- [Records for the task]
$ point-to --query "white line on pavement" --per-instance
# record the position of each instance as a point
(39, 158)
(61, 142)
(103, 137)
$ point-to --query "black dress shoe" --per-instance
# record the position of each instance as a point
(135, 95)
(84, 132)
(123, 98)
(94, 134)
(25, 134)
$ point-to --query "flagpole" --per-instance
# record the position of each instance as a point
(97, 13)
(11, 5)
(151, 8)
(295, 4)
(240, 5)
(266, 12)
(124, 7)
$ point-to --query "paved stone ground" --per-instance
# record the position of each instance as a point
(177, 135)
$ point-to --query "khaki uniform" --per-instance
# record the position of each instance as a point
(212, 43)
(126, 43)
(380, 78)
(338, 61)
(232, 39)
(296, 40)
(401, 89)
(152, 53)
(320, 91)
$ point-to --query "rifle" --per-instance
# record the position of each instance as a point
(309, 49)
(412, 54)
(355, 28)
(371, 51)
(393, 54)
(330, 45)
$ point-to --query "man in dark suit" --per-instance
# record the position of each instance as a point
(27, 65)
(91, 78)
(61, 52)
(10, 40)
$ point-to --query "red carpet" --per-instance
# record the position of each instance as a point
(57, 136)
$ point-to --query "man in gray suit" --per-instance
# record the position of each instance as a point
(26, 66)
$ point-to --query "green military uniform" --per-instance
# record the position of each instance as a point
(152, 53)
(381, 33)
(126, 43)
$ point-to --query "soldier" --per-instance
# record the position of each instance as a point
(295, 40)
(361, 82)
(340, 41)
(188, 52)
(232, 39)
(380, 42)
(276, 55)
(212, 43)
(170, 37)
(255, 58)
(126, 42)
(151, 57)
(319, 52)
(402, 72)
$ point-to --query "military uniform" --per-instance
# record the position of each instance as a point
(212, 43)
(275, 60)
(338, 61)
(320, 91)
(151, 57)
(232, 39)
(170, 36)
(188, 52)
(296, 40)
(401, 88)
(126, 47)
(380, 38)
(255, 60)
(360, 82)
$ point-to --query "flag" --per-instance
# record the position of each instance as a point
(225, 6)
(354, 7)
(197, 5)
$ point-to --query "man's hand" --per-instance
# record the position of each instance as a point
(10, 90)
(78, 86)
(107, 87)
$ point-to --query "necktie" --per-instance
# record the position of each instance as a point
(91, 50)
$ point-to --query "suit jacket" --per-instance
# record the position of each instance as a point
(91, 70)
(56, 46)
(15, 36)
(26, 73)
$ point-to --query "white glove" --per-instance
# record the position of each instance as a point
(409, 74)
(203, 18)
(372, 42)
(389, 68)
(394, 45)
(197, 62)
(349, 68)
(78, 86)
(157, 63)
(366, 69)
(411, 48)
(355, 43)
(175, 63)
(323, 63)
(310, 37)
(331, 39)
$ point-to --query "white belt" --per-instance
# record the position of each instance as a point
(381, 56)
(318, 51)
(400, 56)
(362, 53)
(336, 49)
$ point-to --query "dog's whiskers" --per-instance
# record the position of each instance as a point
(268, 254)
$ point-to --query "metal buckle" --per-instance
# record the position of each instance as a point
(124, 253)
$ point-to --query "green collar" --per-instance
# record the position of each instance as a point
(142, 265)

- [Problem description]
Transcribe each line of the data exactly, skipping none.

- [Exercise response]
$ point-to --query "white line on pavement" --per-instance
# record the position of each instance as a point
(39, 158)
(61, 142)
(103, 137)
$ point-to --query "black dress shoe" --per-instance
# record the position of each instance as a point
(135, 95)
(84, 132)
(123, 98)
(94, 134)
(25, 134)
$ point-to --query "flagpole" --per-instance
# record the position of each instance as a point
(97, 13)
(11, 5)
(151, 8)
(295, 4)
(240, 5)
(266, 12)
(124, 7)
$ point-to --query "paved stone ground" --per-instance
# record the position of each instance as a point
(177, 135)
$ point-to --query "khaki uniform" --per-instance
# record the position of each instance as a point
(212, 43)
(126, 43)
(380, 78)
(338, 61)
(232, 39)
(296, 40)
(401, 89)
(152, 53)
(320, 91)
$ point-to --query "rifle" --per-instance
# record the position of each instance as a point
(309, 49)
(412, 54)
(355, 28)
(371, 51)
(393, 54)
(330, 45)
$ point-to --query "man in dark suit" --per-instance
# record the position of each instance as a point
(27, 65)
(91, 78)
(61, 52)
(10, 40)
$ point-to --query "red carpet" --per-instance
# record the position of each instance as a point
(57, 136)
$ point-to --query "man in gray suit" --per-instance
# record the position of each instance as a point
(26, 66)
$ point-to --query "green military uniform" --per-instance
# record the position of each instance as a point
(152, 53)
(381, 33)
(126, 43)
$ point-to --query "soldier" --per-instance
# record the position of each instance as a point
(295, 40)
(361, 82)
(340, 41)
(188, 52)
(232, 39)
(380, 42)
(276, 55)
(212, 43)
(170, 37)
(255, 58)
(126, 42)
(151, 57)
(319, 52)
(402, 72)
$ point-to --query "military uniform" --per-instance
# record the position of each instance as a point
(212, 43)
(275, 60)
(338, 61)
(320, 91)
(151, 57)
(232, 39)
(170, 36)
(188, 52)
(296, 40)
(401, 88)
(126, 47)
(380, 38)
(255, 60)
(360, 82)
$ point-to --query "flag" --per-instance
# record the position of each instance as a point
(225, 6)
(354, 7)
(197, 5)
$ point-to --query "man's hand" --per-instance
# record the position of each instance as a point
(10, 90)
(78, 86)
(107, 87)
$ point-to --query "necktie" --per-instance
# record the position of each instance as a point
(91, 50)
$ point-to --query "suit jacket" --per-instance
# record the position of each instance as a point
(91, 70)
(56, 46)
(15, 36)
(26, 73)
$ point-to --query "white glove" --per-instance
# record the position of each instance as a point
(409, 74)
(203, 18)
(372, 42)
(389, 68)
(394, 45)
(197, 62)
(349, 68)
(78, 86)
(157, 63)
(366, 69)
(411, 48)
(355, 43)
(175, 63)
(323, 63)
(310, 37)
(331, 39)
$ point-to --query "white belt" --per-instance
# record the position of each instance as a point
(381, 56)
(318, 51)
(400, 56)
(362, 53)
(336, 49)
$ point-to --query "dog's whiskers" --per-instance
# record the position of each instance as a point
(268, 254)
$ point-to --query "metal buckle" --per-instance
# record the position of each instance as a point
(124, 253)
$ point-to --query "green collar" --per-instance
# record the position of each instance as a point
(142, 265)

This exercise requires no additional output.